### [Exercices à faire]
[1] Reproduisez tel quel, dans l'extrait sur les volontaires marseillais, le passage qui va de « Au 10 août ils » jusqu'à « passé à Aix. ».
[2] Résumez en deux phrases l'extrait sur les volontaires marseillais.

### [Extrait du document]
----------

On sait que, sur la fin du mois de juin 1792, la ville de Marseille, « chef-lieu de la Révolution » en Provence, dirigea cinq cents volontaires sur Paris pour soutenir la cause du peuple et que ces héros du midi, comme on les appelait alors, sont restés célèbres dans l’histoire à cause de la part prépondérante qu’ils prirent à la journée du 10 août.

En recherchant les origines de cette expédition on voit qu’elle fut précédée d’autres mouvements qui avaient aguerri les patriotes de Marseille.

Au 10 août ils se trouvèrent en conflit avec les suisses de Bachmann, mais dès le mois de février les bandes marseillaises s’étaient attaquées au régiment suisse d’Ernest (de Watteville) composé de neuf cents hommes et l’avaient désarmé.

Le fait s’était passé à Aix.

----------

Données d'annotation par coordonnées:
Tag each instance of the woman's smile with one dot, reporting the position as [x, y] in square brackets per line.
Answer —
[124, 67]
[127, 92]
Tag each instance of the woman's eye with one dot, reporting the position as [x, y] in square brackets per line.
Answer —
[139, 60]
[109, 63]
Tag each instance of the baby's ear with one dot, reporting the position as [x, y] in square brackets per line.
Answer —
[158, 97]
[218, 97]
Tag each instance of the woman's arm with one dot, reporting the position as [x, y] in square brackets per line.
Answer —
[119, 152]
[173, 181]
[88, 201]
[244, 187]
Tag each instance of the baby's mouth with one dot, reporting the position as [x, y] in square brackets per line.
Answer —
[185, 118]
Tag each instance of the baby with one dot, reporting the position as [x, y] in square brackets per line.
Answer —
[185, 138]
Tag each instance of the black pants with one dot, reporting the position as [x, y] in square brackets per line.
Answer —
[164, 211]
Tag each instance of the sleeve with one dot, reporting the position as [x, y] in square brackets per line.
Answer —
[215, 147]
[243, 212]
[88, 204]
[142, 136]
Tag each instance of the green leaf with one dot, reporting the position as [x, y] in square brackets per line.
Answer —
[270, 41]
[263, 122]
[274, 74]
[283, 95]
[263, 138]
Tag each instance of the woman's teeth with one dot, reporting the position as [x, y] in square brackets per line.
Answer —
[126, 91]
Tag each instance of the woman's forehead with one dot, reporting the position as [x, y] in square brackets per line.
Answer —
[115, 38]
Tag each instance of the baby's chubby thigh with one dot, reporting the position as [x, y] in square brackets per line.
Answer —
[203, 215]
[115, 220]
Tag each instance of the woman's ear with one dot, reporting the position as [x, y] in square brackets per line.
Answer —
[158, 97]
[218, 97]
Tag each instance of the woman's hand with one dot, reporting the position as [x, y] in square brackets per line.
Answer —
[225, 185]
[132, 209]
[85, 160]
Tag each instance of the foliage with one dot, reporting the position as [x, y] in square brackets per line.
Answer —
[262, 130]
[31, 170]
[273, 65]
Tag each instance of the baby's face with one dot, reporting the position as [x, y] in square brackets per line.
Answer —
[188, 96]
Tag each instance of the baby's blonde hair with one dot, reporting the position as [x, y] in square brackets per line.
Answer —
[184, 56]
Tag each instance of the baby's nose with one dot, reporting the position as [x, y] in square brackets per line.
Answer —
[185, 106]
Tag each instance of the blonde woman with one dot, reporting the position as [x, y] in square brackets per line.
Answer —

----------

### [Corrigé par exercice]
[1]
Au 10 août ils se trouvèrent en conflit avec les suisses de Bachmann, mais dès le mois de février les bandes marseillaises s’étaient attaquées au régiment suisse d’Ernest (de Watteville) composé de neuf cents hommes et l’avaient désarmé.

Le fait s’était passé à Aix.

[2] Fin juin 1792, Marseille envoya cinq cents volontaires à Paris pour soutenir la cause du peuple, et ces hommes restèrent célèbres pour leur rôle majeur dans la journée du 10 août. D'autres actions avaient précédé cette expédition, comme en février à Aix, où des bandes marseillaises avaient attaqué et désarmé le régiment suisse d'Ernest, fort de neuf cents hommes.